• Contour labeling items:
|---|

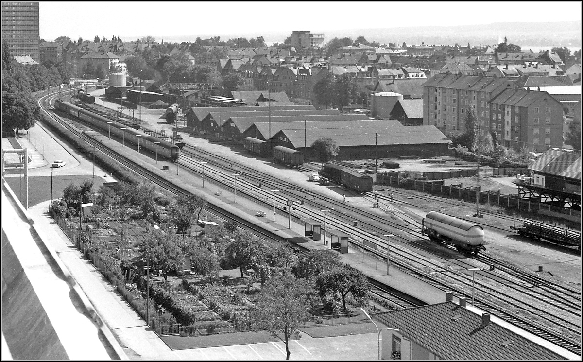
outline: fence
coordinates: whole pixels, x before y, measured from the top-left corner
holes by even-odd
[[[409,189],[413,189],[424,192],[438,194],[455,199],[465,200],[469,202],[476,202],[476,188],[461,188],[457,185],[446,186],[442,181],[427,181],[426,180],[398,178],[392,175],[381,176],[380,182],[397,186]],[[377,179],[378,180],[378,179]],[[479,192],[480,203],[494,205],[504,207],[507,209],[515,209],[518,210],[535,212],[541,215],[546,215],[556,217],[563,217],[573,221],[581,219],[580,211],[564,209],[560,206],[552,205],[548,203],[541,203],[540,198],[535,200],[520,199],[518,195],[501,195],[500,192],[482,191]]]

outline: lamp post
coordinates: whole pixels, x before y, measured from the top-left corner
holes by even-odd
[[[136,135],[136,137],[138,138],[138,154],[140,154],[140,137],[142,135]]]
[[[202,164],[202,188],[205,188],[205,165],[208,163],[208,162],[201,162]]]
[[[324,213],[324,227],[322,229],[322,235],[324,236],[324,245],[326,245],[326,212],[330,211],[330,209],[324,209],[324,210],[320,210],[320,211]]]
[[[121,129],[121,146],[122,147],[125,146],[125,143],[124,142],[124,136],[125,135],[125,127],[120,127],[120,129]]]
[[[375,177],[377,177],[377,164],[378,163],[378,133],[374,133],[374,149],[375,149],[375,159],[374,159],[374,174]],[[376,180],[376,178],[375,179]]]
[[[370,316],[368,315],[368,314],[366,312],[366,311],[365,311],[362,308],[360,308],[360,310],[361,310],[363,311],[363,313],[364,313],[364,314],[367,316],[367,317],[369,319],[370,319],[370,321],[372,322],[373,324],[374,325],[375,328],[377,328],[377,333],[378,334],[378,360],[380,361],[381,360],[381,331],[395,331],[396,332],[399,332],[399,330],[397,329],[396,328],[381,328],[380,329],[379,329],[378,326],[377,326],[377,324],[374,322],[374,321],[373,320],[373,318],[370,318]]]
[[[468,269],[466,269],[466,270],[471,270],[472,271],[472,305],[474,305],[474,294],[473,294],[473,292],[474,292],[474,280],[475,280],[474,279],[474,276],[475,276],[475,275],[476,273],[476,270],[481,270],[482,269],[481,268],[469,268]]]
[[[231,175],[235,178],[235,196],[234,198],[235,203],[237,203],[237,177],[238,176],[238,174],[233,174]]]
[[[273,193],[273,221],[275,221],[275,193],[279,192],[279,190],[271,190]]]
[[[389,237],[394,236],[392,234],[385,234],[382,236],[387,237],[387,275],[389,275]]]
[[[160,142],[154,142],[156,145],[156,164],[158,164],[158,145],[160,145]]]

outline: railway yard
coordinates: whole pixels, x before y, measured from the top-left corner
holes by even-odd
[[[97,99],[101,91],[93,93],[97,104],[101,103]],[[44,106],[51,108],[48,102]],[[117,106],[104,101],[102,107],[94,107],[115,109]],[[132,150],[127,143],[120,149],[121,141],[107,139],[107,132],[87,135],[83,133],[90,129],[86,124],[50,112],[55,120],[62,118],[70,129],[78,128],[79,136],[89,142],[99,138],[99,143],[94,143],[114,159],[172,192],[203,195],[213,213],[225,220],[236,220],[265,240],[287,242],[294,237],[300,241],[294,244],[297,251],[302,252],[329,248],[329,230],[345,233],[349,236],[348,252],[340,254],[346,256],[345,262],[357,268],[360,258],[363,265],[365,258],[375,260],[378,270],[384,270],[386,266],[389,275],[391,272],[407,275],[458,298],[472,300],[476,308],[581,356],[580,250],[540,244],[519,236],[511,227],[519,223],[520,215],[515,219],[502,209],[482,205],[483,217],[476,218],[472,216],[475,205],[465,201],[381,185],[374,185],[372,192],[361,195],[335,184],[310,182],[308,175],[321,165],[310,163],[291,168],[269,156],[250,154],[240,143],[209,141],[185,128],[166,124],[160,118],[163,113],[160,110],[141,114],[142,130],[164,130],[168,133],[176,131],[182,135],[186,145],[180,151],[179,166],[167,161],[154,163],[156,156],[150,153],[140,154],[136,161],[130,156],[136,156],[135,149]],[[118,144],[115,150],[107,149],[115,143]],[[169,165],[168,169],[163,170],[163,165]],[[375,198],[380,201],[378,208]],[[239,207],[238,203],[245,206]],[[226,205],[239,212],[227,210]],[[241,215],[245,210],[261,211],[266,216]],[[466,254],[430,241],[421,232],[422,220],[429,211],[455,216],[483,227],[486,251]],[[301,237],[303,223],[299,219],[305,219],[325,226],[326,242]],[[389,272],[389,268],[395,272]],[[419,305],[423,300],[423,289],[416,293],[391,293],[399,283],[382,285],[378,277],[384,273],[378,270],[375,268],[367,274],[375,293],[400,307]]]

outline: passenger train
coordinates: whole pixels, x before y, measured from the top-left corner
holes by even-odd
[[[129,126],[112,121],[61,100],[55,101],[55,107],[59,111],[84,121],[106,132],[111,131],[111,134],[120,138],[123,138],[124,142],[129,142],[134,145],[139,144],[141,147],[143,147],[152,152],[156,152],[157,150],[159,155],[170,160],[175,161],[178,159],[180,151],[180,147],[168,141],[143,133]],[[124,129],[122,129],[122,128]]]

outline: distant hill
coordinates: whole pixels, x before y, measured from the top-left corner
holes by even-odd
[[[156,39],[164,38],[165,41],[194,41],[197,37],[205,39],[220,36],[222,40],[243,37],[249,38],[263,36],[266,43],[283,43],[290,36],[292,31],[262,31],[238,34],[220,34],[218,31],[208,35],[185,35],[156,36]],[[300,29],[305,30],[305,29]],[[353,39],[364,36],[369,41],[378,41],[381,44],[396,43],[401,44],[428,45],[449,44],[456,43],[465,45],[494,44],[498,38],[508,38],[508,43],[517,45],[529,45],[541,47],[581,47],[581,22],[505,22],[492,23],[480,25],[461,25],[455,26],[410,26],[406,27],[387,27],[382,29],[349,29],[346,30],[326,31],[317,26],[311,30],[314,33],[324,33],[326,41],[334,37],[349,37]]]

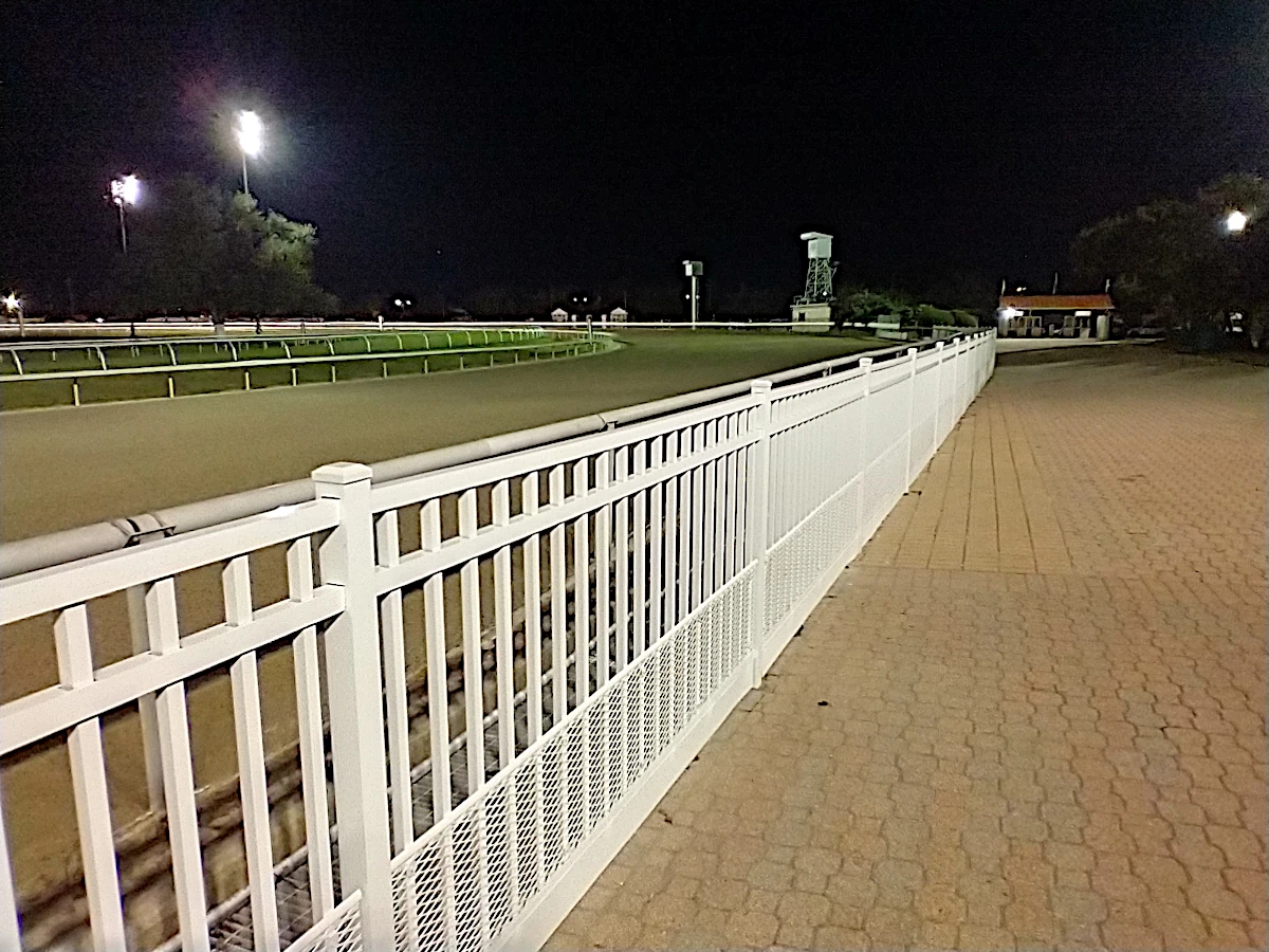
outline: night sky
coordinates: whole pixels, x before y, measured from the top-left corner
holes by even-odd
[[[1047,284],[1082,225],[1264,168],[1265,10],[23,4],[0,52],[0,281],[37,307],[65,307],[67,278],[91,298],[110,176],[232,185],[230,117],[256,108],[253,192],[317,223],[319,279],[349,306],[633,296],[685,256],[716,293],[792,293],[808,227],[846,282]]]

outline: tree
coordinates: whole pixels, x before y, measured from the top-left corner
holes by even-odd
[[[192,175],[160,183],[152,195],[147,215],[133,218],[119,269],[126,307],[212,315],[335,308],[335,297],[313,283],[313,225],[264,213],[253,197]]]
[[[1223,228],[1233,209],[1249,216],[1247,234]],[[1269,244],[1254,226],[1265,211],[1269,190],[1261,179],[1226,175],[1194,201],[1156,199],[1085,228],[1071,258],[1086,278],[1112,279],[1115,303],[1127,315],[1209,330],[1231,311],[1264,308]]]
[[[838,302],[834,326],[844,324],[871,324],[882,317],[895,317],[901,324],[911,320],[912,307],[900,294],[859,288]]]

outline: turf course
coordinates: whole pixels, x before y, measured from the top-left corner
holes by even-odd
[[[209,499],[882,347],[629,331],[621,350],[468,373],[5,413],[4,539]]]
[[[137,340],[0,349],[0,407],[194,396],[227,390],[416,376],[572,357],[607,338],[525,327],[237,340]]]

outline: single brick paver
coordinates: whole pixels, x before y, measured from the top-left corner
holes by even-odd
[[[1269,947],[1266,380],[999,367],[549,948]]]

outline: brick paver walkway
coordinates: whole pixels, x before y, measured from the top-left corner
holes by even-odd
[[[551,942],[1265,948],[1263,371],[1001,366]]]

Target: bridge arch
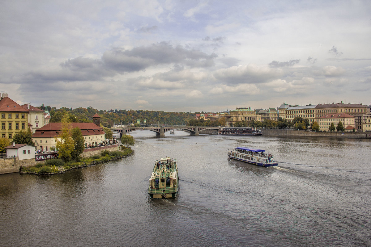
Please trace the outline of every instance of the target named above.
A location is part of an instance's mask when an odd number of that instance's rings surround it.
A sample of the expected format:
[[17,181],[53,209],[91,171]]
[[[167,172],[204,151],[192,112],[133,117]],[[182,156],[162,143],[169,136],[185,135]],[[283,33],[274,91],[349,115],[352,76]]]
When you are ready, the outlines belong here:
[[204,132],[205,131],[212,130],[216,131],[219,131],[221,128],[220,127],[198,127],[197,126],[164,126],[150,127],[126,127],[118,128],[111,128],[111,130],[116,133],[120,134],[120,137],[123,134],[126,134],[128,133],[136,130],[146,130],[152,131],[156,133],[156,136],[159,137],[164,137],[165,133],[171,130],[180,129],[183,130],[189,131],[191,136],[198,136],[200,132]]

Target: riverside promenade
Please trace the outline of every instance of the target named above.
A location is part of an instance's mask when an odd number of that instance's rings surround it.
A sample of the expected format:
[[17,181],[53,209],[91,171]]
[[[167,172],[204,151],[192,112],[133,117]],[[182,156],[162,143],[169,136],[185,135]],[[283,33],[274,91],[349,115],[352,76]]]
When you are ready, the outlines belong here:
[[264,130],[262,136],[288,137],[291,136],[306,136],[313,137],[342,137],[344,138],[370,138],[371,132],[315,132],[300,130],[273,129]]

|---|

• What is needed: Reproduce every line from the one containing "Target: bridge arch" down to the end of the listing, character for character. Leave the pictures out of your copy.

• Answer to the task:
Target: bridge arch
Please trace the outline of every instance of the target named above.
A location is part of an instance's mask when an odd number of that instance's rings surround it.
A sample of the expected format:
[[17,181],[53,209],[91,171]]
[[[167,172],[204,151],[192,112],[133,117]],[[182,156],[162,143],[169,136],[185,135]],[[283,33],[274,91],[349,115],[352,76]]]
When you are ready, the outlines belong here:
[[204,132],[205,131],[212,130],[216,131],[219,131],[221,128],[220,127],[198,127],[197,126],[164,126],[150,127],[126,127],[118,128],[111,128],[111,130],[116,133],[120,134],[120,137],[123,134],[126,134],[128,133],[136,130],[146,130],[152,131],[156,133],[156,136],[159,137],[164,137],[165,133],[171,130],[180,129],[183,130],[189,131],[191,136],[198,136],[200,132]]

Target: riverside promenade
Please trace the outline of every instance of the target named above.
A location is part of an instance's mask when an odd number of that instance's rings surround it.
A sample of the expected format:
[[17,181],[53,209],[91,171]]
[[[167,172],[204,151],[192,112],[133,117]],[[182,156],[162,143],[169,136],[185,135]],[[283,33],[274,91],[349,115],[352,76]]]
When you are ready, the outlines belong here:
[[264,130],[262,136],[288,137],[291,136],[306,136],[313,137],[342,137],[344,138],[370,138],[371,132],[315,132],[300,130],[273,129]]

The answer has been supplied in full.